● Record excerpts
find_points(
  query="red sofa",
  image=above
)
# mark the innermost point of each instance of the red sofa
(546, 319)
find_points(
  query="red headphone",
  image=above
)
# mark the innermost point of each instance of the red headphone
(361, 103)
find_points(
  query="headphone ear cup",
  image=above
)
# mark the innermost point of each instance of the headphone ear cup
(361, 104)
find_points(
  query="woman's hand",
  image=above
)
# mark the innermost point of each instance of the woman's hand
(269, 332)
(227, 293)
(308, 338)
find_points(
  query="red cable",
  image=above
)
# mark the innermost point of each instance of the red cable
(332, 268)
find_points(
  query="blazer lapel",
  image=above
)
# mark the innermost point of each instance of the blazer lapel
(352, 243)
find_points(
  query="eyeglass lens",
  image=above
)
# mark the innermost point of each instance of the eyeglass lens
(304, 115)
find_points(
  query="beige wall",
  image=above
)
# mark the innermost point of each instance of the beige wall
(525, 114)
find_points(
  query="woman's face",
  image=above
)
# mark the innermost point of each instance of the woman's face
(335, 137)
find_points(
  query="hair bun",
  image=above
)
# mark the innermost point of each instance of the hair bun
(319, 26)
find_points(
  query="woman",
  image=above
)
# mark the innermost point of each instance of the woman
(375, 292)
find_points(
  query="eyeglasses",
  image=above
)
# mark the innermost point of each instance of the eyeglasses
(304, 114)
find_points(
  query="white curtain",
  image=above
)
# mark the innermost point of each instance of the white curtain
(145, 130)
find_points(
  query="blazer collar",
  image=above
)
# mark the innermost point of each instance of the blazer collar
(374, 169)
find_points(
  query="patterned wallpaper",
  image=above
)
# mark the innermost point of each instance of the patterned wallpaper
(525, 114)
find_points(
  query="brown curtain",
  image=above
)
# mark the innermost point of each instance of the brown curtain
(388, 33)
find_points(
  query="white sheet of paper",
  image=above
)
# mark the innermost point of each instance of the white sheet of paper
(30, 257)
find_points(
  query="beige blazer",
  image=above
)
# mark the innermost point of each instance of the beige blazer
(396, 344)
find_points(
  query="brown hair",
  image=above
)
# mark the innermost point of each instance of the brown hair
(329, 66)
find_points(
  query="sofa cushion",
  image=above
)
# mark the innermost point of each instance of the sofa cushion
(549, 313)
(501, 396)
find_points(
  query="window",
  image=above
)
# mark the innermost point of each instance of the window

● Your goal
In the records above, find every line with the word "window" and copy it.

● Output
  query="window",
# mark the innermost point of each instance of the window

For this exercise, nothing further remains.